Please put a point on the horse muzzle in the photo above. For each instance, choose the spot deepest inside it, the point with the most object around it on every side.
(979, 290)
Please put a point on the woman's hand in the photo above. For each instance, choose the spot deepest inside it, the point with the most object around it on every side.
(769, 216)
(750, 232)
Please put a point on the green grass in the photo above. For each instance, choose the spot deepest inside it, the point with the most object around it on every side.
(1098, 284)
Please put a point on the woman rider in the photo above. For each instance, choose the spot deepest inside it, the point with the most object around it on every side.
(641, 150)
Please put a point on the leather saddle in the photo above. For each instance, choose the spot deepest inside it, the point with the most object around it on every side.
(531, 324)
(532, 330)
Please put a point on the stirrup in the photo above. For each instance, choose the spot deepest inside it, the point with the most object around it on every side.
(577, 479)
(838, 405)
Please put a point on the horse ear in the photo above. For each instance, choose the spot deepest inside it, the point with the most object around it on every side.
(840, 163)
• • •
- Problem details
Each record above should be returned exactly as it appears.

- Response area
Please put a point on the horse muzzle in the photo above. For each instance, choose the spot deepest inside it, the point with the most object around it on every side.
(979, 290)
Please put a point on the woman's hand in the photo above. For each instance, choose the spot deepest inside it, the point with the most object around it on every side.
(769, 216)
(750, 232)
Please put a point on the green grass in the photo above. For each instance, choose the spot deepest inside it, the point with the most object around it on every side.
(1098, 284)
Please put a point on the woman rider in the photo above. For each instance, choose the spot deepest inside it, the point with the most object around it on every side.
(641, 150)
Please put a point on the leather saddle in the photo above. For each instance, choose the spot deepest inside it, the point with the most object around it on every side.
(531, 324)
(532, 330)
Please put a point on the stirrup in the photo above. For each instance, choose the spot deepest inside it, the point with the most object around it on every side.
(577, 479)
(838, 405)
Please put a point on the horse ear in the photo above. For each instance, choose the spot deepest inside it, the point with the most object around it on every side.
(840, 163)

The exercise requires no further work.